**INFORMATION GIVEN**
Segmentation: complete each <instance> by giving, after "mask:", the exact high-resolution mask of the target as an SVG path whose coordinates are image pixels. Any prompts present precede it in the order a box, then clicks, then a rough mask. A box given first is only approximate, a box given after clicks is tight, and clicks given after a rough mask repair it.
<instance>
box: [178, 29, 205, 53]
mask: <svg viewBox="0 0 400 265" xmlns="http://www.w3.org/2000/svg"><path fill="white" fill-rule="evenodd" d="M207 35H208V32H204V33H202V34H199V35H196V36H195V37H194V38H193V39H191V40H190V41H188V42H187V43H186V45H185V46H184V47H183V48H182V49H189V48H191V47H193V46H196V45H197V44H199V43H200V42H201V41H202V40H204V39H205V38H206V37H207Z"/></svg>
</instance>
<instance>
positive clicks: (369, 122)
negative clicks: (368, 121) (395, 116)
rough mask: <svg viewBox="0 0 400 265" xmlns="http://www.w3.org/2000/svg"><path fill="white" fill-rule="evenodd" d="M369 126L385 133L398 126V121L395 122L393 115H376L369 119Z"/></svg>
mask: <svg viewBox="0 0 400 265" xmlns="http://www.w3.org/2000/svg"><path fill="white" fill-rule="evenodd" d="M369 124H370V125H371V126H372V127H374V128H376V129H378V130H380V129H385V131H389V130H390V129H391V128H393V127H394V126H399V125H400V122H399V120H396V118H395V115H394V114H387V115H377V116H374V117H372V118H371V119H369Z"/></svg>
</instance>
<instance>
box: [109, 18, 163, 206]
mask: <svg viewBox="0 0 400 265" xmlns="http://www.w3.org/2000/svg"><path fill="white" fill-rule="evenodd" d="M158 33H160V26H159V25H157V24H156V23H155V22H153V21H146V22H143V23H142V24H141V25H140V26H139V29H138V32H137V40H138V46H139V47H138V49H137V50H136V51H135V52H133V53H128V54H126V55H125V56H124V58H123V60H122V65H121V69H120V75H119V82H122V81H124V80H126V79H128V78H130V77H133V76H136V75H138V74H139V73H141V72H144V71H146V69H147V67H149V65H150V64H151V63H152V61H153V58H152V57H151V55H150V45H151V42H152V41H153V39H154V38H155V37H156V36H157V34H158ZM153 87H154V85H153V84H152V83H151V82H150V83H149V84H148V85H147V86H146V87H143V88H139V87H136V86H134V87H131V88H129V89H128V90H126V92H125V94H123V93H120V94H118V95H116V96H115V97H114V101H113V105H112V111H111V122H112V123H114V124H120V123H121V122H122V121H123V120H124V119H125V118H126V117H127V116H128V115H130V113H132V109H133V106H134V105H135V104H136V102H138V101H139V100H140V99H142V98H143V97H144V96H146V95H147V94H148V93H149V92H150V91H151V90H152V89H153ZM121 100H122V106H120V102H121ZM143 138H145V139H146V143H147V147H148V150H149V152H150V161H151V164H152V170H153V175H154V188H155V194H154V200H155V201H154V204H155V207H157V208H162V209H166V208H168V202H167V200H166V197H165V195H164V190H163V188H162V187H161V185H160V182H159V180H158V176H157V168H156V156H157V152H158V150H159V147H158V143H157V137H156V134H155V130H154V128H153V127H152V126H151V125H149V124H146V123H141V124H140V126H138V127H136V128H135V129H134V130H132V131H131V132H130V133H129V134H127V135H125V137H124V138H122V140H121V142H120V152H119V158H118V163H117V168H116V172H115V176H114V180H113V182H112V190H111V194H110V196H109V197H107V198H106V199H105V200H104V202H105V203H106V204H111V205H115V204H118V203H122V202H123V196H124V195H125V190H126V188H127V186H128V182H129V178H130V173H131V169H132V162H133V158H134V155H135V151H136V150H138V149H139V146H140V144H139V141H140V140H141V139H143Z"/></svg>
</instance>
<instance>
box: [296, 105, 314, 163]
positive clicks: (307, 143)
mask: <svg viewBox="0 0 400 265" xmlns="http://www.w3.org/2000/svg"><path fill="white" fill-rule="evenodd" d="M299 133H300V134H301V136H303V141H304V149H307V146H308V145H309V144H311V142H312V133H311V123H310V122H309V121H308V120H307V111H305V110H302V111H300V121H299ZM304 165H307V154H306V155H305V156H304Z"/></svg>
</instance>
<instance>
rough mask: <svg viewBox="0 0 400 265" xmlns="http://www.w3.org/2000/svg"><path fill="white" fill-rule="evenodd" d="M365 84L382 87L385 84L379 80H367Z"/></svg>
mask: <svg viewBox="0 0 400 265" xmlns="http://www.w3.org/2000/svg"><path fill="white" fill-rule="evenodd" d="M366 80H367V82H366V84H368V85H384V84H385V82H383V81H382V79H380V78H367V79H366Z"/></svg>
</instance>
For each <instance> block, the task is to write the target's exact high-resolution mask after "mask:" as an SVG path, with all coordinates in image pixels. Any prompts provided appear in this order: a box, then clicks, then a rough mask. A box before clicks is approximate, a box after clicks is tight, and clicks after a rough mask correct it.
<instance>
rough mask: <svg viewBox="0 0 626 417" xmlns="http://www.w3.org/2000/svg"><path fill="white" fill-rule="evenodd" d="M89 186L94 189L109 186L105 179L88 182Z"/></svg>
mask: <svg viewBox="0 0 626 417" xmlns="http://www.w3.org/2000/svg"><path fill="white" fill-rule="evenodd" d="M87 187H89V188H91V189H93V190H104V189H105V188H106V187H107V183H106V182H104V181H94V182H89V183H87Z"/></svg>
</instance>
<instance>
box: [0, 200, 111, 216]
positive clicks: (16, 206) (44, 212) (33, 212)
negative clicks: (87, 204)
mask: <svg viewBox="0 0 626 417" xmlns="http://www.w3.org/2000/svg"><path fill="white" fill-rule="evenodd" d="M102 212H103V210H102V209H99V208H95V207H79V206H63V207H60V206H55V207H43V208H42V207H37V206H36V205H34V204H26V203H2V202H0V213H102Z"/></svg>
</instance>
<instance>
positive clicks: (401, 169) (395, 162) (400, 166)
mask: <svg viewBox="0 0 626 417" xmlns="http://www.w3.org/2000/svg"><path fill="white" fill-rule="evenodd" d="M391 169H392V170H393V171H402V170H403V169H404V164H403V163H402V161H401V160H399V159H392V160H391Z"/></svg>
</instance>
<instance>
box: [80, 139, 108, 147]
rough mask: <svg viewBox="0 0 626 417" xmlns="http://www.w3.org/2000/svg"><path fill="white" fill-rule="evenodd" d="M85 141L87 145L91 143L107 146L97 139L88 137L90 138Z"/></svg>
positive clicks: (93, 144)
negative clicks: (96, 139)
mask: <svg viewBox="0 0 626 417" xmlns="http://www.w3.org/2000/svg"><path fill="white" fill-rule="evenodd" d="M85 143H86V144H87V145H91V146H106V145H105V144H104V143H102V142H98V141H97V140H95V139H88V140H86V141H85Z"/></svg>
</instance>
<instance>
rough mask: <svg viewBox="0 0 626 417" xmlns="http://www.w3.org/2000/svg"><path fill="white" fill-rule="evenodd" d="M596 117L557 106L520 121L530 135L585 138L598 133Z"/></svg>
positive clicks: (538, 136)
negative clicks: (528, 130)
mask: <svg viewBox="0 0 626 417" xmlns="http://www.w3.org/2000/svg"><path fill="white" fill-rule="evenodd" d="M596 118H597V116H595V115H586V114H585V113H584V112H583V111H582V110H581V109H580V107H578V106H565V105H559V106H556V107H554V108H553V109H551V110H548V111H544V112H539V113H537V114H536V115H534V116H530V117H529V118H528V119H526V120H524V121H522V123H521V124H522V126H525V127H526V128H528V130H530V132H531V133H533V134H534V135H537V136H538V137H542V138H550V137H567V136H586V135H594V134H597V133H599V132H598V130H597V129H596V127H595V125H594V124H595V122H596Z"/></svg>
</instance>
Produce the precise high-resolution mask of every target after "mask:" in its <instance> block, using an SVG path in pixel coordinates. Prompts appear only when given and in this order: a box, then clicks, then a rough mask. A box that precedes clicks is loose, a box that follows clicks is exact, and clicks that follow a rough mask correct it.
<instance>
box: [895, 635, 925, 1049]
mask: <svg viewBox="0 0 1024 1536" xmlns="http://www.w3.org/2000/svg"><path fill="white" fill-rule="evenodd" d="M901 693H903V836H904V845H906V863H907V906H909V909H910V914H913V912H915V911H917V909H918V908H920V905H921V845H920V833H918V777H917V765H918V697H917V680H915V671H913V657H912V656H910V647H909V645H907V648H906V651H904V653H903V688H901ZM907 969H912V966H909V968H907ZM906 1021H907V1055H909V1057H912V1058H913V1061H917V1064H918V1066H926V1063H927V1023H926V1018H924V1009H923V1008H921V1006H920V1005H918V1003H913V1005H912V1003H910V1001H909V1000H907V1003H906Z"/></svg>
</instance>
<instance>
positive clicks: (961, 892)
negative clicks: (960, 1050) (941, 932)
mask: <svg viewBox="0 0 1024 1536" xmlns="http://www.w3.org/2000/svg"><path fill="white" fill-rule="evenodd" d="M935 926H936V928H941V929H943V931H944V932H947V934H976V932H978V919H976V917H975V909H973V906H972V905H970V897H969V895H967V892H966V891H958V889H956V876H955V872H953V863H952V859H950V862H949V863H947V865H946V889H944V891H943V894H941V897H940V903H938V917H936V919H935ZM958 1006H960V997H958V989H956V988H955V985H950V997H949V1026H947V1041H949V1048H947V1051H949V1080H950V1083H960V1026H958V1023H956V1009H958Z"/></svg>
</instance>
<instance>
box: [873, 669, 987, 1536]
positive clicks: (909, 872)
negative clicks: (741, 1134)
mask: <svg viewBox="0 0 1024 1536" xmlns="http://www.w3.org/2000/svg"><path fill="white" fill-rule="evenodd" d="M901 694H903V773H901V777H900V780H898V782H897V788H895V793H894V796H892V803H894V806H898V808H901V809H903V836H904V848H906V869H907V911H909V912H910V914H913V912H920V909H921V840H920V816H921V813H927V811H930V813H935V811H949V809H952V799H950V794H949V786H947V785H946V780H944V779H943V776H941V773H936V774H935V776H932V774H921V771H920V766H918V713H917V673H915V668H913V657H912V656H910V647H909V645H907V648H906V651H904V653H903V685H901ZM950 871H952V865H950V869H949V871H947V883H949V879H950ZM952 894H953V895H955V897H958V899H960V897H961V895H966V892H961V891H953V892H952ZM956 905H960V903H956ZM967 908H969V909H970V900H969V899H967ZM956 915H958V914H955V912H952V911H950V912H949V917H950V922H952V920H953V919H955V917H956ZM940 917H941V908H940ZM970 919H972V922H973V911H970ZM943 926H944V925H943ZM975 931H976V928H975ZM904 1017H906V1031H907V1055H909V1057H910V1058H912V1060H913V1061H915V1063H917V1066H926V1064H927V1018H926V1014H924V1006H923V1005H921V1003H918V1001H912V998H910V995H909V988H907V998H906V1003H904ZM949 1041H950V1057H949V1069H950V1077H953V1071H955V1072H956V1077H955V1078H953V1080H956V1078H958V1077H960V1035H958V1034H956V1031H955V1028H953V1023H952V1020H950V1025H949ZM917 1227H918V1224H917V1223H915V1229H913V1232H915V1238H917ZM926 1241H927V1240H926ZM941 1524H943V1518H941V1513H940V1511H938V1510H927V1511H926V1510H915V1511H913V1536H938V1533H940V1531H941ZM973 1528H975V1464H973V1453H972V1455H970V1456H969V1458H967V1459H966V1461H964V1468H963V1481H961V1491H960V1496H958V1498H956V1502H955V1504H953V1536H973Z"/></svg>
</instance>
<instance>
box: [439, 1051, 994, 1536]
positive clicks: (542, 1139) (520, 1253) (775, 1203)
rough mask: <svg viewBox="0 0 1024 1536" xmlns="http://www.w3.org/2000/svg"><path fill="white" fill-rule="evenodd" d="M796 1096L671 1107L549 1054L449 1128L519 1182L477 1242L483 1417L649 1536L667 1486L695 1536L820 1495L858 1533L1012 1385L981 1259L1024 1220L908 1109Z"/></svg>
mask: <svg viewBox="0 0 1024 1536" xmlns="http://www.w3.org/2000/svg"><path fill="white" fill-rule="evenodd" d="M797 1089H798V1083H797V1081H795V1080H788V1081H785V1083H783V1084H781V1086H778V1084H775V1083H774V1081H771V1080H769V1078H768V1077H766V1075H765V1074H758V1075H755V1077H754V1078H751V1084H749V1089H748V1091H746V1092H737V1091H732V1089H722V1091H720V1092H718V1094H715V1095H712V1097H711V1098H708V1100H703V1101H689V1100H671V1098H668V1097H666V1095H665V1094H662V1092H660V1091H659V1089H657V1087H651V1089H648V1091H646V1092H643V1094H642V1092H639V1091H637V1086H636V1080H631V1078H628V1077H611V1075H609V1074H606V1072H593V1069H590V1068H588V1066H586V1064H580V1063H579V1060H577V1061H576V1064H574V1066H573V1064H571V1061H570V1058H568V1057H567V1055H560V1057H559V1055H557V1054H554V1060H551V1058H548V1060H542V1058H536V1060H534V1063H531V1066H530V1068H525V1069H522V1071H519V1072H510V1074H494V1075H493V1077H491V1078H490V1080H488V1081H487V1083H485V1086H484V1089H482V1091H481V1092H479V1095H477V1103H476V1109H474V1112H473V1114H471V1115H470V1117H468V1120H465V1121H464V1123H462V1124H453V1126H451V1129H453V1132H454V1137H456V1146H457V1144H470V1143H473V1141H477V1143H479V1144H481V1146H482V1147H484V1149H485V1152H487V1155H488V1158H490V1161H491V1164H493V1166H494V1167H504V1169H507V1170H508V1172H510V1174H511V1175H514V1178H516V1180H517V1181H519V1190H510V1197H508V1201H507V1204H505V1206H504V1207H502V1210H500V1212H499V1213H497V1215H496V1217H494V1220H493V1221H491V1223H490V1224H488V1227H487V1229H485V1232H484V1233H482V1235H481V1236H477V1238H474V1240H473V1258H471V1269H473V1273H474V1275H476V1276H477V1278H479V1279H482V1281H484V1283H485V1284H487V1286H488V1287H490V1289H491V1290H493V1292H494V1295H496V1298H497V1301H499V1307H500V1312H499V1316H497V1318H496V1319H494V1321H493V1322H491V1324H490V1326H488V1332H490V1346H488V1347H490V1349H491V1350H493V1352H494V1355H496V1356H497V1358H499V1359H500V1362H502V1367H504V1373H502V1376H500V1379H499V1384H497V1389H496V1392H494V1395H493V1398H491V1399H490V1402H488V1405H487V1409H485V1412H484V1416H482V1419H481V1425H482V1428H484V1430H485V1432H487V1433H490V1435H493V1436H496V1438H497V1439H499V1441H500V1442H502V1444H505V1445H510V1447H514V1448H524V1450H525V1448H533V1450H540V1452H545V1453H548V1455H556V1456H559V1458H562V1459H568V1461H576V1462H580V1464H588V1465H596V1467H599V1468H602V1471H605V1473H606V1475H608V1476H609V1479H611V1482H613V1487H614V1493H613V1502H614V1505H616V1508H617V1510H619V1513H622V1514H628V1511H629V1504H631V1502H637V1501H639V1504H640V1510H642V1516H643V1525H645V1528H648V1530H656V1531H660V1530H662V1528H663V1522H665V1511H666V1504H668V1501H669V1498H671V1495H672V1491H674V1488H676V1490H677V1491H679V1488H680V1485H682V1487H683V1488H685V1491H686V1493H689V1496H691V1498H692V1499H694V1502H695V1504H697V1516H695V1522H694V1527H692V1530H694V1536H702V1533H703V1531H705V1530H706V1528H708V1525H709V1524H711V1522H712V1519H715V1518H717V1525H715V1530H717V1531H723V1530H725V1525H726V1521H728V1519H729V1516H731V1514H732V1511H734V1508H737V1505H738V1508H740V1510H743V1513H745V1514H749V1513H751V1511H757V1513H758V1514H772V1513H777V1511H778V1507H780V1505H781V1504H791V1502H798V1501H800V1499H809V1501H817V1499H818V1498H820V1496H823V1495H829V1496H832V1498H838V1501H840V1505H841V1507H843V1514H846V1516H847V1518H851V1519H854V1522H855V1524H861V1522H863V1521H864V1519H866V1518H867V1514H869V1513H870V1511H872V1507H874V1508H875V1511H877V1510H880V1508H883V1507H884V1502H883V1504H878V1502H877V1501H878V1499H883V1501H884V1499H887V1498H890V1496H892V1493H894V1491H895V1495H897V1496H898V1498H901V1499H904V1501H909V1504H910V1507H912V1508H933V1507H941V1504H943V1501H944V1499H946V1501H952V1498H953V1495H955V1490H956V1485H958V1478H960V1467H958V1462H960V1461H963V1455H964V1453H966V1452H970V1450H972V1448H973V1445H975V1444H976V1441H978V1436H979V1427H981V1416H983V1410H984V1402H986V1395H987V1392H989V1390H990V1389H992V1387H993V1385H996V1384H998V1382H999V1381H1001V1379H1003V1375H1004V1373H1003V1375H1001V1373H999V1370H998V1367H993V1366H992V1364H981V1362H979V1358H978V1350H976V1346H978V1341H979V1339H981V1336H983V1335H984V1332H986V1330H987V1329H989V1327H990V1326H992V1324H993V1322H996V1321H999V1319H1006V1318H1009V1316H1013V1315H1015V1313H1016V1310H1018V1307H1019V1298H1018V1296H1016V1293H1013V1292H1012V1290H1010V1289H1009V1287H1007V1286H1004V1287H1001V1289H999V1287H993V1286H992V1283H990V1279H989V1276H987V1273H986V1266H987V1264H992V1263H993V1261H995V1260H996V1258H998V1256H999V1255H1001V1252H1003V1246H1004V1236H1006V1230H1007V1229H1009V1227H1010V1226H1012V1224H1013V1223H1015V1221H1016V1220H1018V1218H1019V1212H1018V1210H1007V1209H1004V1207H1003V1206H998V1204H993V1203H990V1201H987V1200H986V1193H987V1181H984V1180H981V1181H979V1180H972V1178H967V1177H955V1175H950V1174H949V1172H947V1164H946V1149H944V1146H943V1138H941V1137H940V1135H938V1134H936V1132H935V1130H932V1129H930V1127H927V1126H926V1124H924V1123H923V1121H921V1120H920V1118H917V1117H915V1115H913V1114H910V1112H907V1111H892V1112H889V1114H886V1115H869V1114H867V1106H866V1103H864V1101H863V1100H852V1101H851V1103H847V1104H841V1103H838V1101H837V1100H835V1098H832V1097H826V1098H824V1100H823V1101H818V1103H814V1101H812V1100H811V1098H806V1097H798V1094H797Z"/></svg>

**YOUR OBJECTIVE**
If a line in the listing holds the word "high", list that line.

**ANSWER FOR THE TASK**
Segmentation: complete each <instance> by giving, after "mask:", the exact high-resolution mask of the target as an SVG path whose coordinates are image pixels. Any prompts present precede it in the order a box, then clicks, then a rough mask. A box given first is only approximate, a box given after clicks is tight, and clicks given after a rough mask repair it.
For each <instance> block, the task is to write the target's exact high-resolution mask after "mask:" as an SVG path, with all coordinates in image pixels. Any prompts provided appear in this order: a box, then clicks, then a rough mask. A box before clicks is approximate, a box after clicks is tight, and clicks after a rough mask correct it.
Produce the precise high-resolution mask of every target after "mask:" in its <instance> block, using an SVG path in pixel coordinates. Prompts appear only when given and in this order: a box, then clicks, then a rough mask. A box that precedes clicks is loose, a box that follows clicks is exact, and clicks that follow a rough mask correct it.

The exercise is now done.